Starting with the first line, transcribe the material exactly through to the last.

------------------------------

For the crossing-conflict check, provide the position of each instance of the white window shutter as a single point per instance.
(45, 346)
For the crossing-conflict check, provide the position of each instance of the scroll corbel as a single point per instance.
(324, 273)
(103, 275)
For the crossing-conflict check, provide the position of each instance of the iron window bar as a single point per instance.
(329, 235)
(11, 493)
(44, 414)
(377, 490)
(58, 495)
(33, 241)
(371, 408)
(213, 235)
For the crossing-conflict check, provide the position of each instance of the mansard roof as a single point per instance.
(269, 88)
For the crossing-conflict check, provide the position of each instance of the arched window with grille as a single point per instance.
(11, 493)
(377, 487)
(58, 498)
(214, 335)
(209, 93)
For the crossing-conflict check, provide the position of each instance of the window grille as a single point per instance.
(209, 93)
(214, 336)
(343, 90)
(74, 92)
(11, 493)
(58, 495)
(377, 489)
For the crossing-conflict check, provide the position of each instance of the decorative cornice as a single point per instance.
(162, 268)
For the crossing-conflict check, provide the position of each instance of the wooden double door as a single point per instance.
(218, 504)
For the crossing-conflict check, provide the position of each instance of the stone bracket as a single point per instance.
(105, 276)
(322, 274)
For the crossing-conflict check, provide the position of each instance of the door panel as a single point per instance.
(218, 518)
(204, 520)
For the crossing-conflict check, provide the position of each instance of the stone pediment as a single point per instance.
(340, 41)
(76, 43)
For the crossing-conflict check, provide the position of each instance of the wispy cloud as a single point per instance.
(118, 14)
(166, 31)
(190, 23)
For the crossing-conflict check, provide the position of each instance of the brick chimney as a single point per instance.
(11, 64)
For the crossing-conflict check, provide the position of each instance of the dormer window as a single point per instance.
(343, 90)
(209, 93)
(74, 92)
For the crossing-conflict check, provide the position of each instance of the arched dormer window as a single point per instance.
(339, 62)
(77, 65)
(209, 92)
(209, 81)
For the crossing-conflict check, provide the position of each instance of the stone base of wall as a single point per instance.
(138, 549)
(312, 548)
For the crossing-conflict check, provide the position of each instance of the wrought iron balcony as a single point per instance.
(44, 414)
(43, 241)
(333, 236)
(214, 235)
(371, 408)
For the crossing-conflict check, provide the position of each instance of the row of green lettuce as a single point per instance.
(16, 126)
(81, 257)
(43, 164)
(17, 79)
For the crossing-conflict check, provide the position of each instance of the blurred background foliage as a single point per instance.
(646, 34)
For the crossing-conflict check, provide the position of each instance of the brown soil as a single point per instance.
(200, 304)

------------------------------

▸ Output below:
For the crossing-conflict check, provide the position of each instance of the white window shutter as a single point per instance.
(45, 346)
For the crossing-conflict check, provide the position of each instance of the scroll corbel as a single point per instance.
(324, 273)
(103, 275)
For the crossing-conflict check, provide the position of each instance of the iron window bar as a single point per instance.
(329, 235)
(11, 493)
(44, 414)
(377, 490)
(58, 495)
(33, 241)
(371, 408)
(213, 235)
For the crossing-conflict check, provide the position of each instance of the mansard roof as a single point per instance.
(269, 88)
For the crossing-conflict check, provide the position of each instance of the arched window with grille as a single point per instance.
(11, 493)
(377, 487)
(58, 498)
(214, 335)
(209, 93)
For the crossing-conflict check, provide the position of each instance of the window grille as a single point per instance.
(209, 93)
(214, 336)
(343, 90)
(74, 92)
(11, 493)
(58, 495)
(377, 489)
For the crossing-conflict check, provide the position of each instance of the decorative cornice as a single point per instance.
(162, 268)
For the crossing-conflict check, provide the position of each instance of the wooden double door as a single point per instance.
(218, 504)
For the crossing-conflict check, provide the position of each instance of the stone bracket as a single point per instance.
(105, 276)
(322, 274)
For the crossing-conflict check, provide the position of each instance of the door panel as a single point per instance.
(218, 518)
(204, 520)
For the crossing-conflict check, provide the position of each instance of the stone pediment as a single point per instance.
(340, 41)
(76, 43)
For the crossing-conflict check, provide the position of each instance of the wispy cloud as a single point per instance.
(118, 14)
(166, 31)
(190, 23)
For the crossing-conflict check, provide the position of each instance of the brick chimney as a single point per instance.
(11, 64)
For the crossing-conflict check, provide the position of each instance of the dormer window as a single point per instance.
(343, 90)
(209, 93)
(74, 92)
For the crossing-conflict check, provide the position of each instance of the arched dormer window as a single point per instance.
(339, 62)
(77, 65)
(209, 92)
(209, 81)
For the crossing-conflict check, provide the position of each instance of the stone base of wall as a single point per instance.
(138, 549)
(312, 548)
For the crossing-conflict check, provide the position of each instance of the wrought iron balcony as a single point per instance.
(44, 414)
(43, 241)
(333, 236)
(214, 235)
(371, 408)
For the crossing-conflict check, provide the position of each instance of the row of green lettuce as a single point per instance.
(16, 126)
(81, 257)
(43, 164)
(17, 79)
For the crossing-conflict check, provide the position of each instance of the blurred background foliage as a single point per instance.
(646, 34)
For the crossing-conflict check, provide the position of each instance of the brown soil as a single point per instance.
(200, 304)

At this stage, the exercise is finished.